TASKS TO CARRY OUT >>
(1) In the excerpt on the 140 GHz EPR set-up, what intermediate frequency results from the difference between the main and reference source frequencies?
(2) Summarize the excerpt on the 140 GHz EPR set-up in two sentences.

TEXT EXCERPT >>
[START]
The microwave bridge (picture) is based on a heterodyne detection scheme. The microwave sources are two InP Gunn diodes (Millimeter Wave Oscillator) operating at 139.5 (main source) and 139.95 GHz (reference) phase locked to a 50 MHz source. The difference between the main and the reference frequencies represent the intermediate frequency of 450 MHz. Microwave power amplification is achieved with an IMPATT diode network (Donetsk Physico Technical Institute). A combination of fast amplitude and 0-90, 0 -180 degree phase switches leads to 37 mW output power and microwave pulses with < 10 ns rise and fall times.The microwaves are conducted to the resonator using a combination of oversized and fundamental waveguides (WR-42 and WR-8), tapers and bends. Insertion losses attenuate the incident power at the resonator to approximately 5 mW.

140 GHz EPR/ENDOR Cavities
To date, only cylindrical resonators operating in TE011 mode have been established for high-frequency pulsed EPR. In our set-up, tuning is achieved with a fixed and a moveable plunger, while microwave coupling into the cavity is established through a circular, centered iris. To allow for additional radio-frequency irradiation in ENDOR and DNP experiments, we have designed and implemented two modifications of the TE011 cavity. In the first modification, slots are cut through the cylindrical wall perpendicular to the resonator z-axis. This cavity displays high mechanical stability at low temperatures and is well suited for routine ENDOR experiments. In the second modification, the body of the cavity is replaced by a flat wire, which simultaneously acts as a radio-frequency coil (picture). The structure permits efficient double resonance irradiation but is very sensitive to mechanical displacements. It is well suited for the investigation of complex pulsed polarization transfer experiments.
[END]
[Items from a data source]
[START]
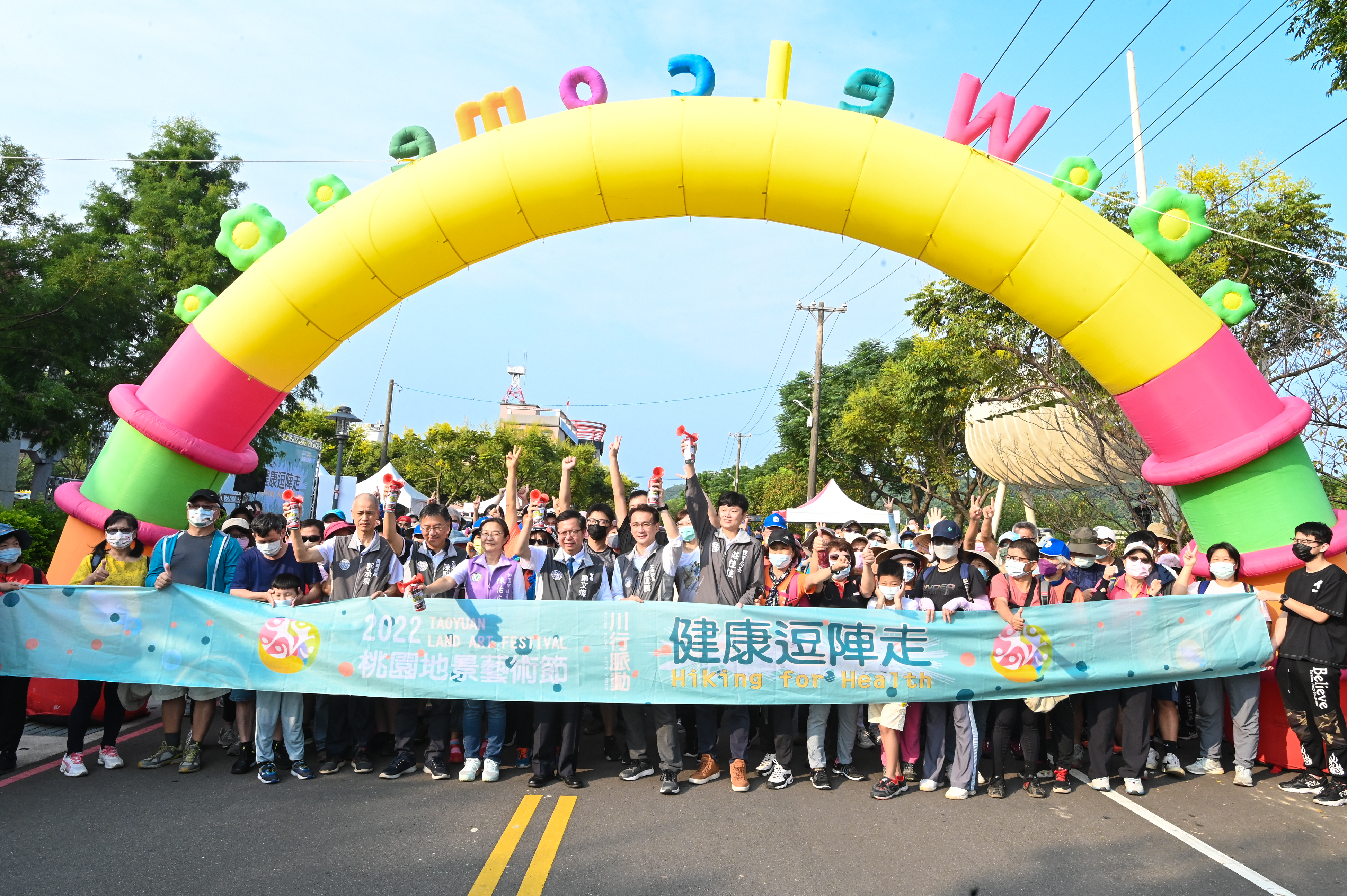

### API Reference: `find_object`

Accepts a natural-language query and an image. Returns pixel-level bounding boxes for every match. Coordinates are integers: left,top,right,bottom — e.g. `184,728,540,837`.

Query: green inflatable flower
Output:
1127,187,1211,264
309,174,350,214
1052,155,1103,202
215,202,285,271
1202,280,1254,326
172,283,215,323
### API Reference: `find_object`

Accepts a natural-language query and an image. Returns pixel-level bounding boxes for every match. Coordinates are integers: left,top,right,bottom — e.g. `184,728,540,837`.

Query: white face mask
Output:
103,532,136,550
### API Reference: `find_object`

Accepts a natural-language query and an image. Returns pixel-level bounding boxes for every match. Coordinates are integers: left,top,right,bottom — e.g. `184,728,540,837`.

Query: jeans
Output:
1194,672,1262,768
66,682,127,753
463,701,505,761
253,691,304,763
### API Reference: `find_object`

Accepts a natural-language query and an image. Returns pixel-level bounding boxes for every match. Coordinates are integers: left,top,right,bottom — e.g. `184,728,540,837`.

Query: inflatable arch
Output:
54,91,1347,581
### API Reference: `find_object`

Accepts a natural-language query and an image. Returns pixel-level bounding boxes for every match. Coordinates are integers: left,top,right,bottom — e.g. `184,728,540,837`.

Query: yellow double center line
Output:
467,794,575,896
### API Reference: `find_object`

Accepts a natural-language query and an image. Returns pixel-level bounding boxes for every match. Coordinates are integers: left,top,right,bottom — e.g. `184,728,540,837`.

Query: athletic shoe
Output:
136,741,182,768
1188,756,1226,775
178,741,201,775
379,753,416,780
687,753,721,784
1315,779,1347,806
61,753,89,778
1277,772,1324,794
229,744,257,775
618,759,655,781
766,763,795,790
730,759,749,794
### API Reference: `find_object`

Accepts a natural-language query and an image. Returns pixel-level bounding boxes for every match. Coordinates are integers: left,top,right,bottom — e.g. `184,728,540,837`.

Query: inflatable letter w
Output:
944,74,1051,162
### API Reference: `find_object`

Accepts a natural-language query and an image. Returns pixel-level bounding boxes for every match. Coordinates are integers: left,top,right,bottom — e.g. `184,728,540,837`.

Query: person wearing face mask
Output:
1175,541,1271,787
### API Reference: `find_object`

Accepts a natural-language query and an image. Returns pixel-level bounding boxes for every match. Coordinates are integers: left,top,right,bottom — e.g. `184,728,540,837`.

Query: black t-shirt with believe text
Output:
1280,565,1347,668
912,563,987,610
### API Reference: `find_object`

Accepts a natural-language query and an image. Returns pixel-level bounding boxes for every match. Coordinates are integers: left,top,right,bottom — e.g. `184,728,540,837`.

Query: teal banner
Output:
0,586,1271,703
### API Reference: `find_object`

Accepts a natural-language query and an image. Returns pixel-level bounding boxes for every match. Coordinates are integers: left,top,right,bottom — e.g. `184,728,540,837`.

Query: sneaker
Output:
61,753,89,778
618,759,655,781
178,741,201,775
379,753,416,780
1277,772,1324,794
229,744,257,775
1188,756,1226,775
730,759,749,794
1315,779,1347,806
687,753,721,784
136,741,182,768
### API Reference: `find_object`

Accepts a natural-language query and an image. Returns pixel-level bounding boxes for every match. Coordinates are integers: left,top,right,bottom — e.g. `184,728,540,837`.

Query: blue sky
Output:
0,0,1347,477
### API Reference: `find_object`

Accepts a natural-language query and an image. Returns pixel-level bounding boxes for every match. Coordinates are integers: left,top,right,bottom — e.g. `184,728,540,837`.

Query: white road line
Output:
1071,769,1296,896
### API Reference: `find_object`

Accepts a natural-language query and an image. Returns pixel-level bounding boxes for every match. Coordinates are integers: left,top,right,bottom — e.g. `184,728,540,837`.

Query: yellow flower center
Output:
229,221,261,249
1160,209,1192,240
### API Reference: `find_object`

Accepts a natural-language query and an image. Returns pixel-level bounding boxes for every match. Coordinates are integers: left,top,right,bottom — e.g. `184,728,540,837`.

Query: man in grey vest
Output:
284,492,403,775
528,511,613,787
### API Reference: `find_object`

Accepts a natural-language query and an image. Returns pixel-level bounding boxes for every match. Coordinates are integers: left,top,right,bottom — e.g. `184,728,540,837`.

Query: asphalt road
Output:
0,718,1347,896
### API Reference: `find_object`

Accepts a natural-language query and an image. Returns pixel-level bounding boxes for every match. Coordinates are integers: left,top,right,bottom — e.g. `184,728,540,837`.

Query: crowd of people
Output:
0,438,1347,806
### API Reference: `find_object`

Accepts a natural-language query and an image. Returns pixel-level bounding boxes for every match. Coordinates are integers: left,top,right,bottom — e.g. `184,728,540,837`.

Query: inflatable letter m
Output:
944,74,1049,162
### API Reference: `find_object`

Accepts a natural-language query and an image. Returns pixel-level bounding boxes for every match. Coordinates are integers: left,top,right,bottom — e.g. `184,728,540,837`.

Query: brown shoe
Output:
730,759,749,794
687,753,721,784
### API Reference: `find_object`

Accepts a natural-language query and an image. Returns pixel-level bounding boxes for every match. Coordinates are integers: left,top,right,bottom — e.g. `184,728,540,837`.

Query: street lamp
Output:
327,404,360,511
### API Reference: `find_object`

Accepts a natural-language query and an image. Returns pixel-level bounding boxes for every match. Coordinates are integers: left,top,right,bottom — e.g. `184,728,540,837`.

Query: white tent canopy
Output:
785,480,889,526
355,464,430,513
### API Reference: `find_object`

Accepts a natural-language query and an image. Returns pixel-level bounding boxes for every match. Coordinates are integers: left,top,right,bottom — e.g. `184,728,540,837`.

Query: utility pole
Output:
730,432,753,492
795,299,846,497
379,380,393,466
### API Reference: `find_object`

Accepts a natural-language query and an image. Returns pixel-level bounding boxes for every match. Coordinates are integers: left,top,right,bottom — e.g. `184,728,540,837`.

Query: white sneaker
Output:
1188,756,1226,775
61,753,89,778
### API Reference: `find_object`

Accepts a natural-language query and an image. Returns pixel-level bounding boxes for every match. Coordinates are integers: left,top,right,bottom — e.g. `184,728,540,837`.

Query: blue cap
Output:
931,520,963,541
[END]
RESULTS BY TASK >>
(1) 450 MHz.

(2) The microwave bridge uses heterodyne detection with two phase-locked InP Gunn diodes at 139.5 and 139.95 GHz, IMPATT diode amplification, and fast amplitude and phase switches, which deliver 37 mW output power and roughly 5 mW at the resonator after insertion losses. Its cylindrical TE011 cavity has two modifications that permit additional radio-frequency irradiation: a slotted-wall design that is mechanically stable for routine ENDOR, and a flat-wire body that also serves as a radio-frequency coil, giving efficient double resonance but high sensitivity to mechanical displacement.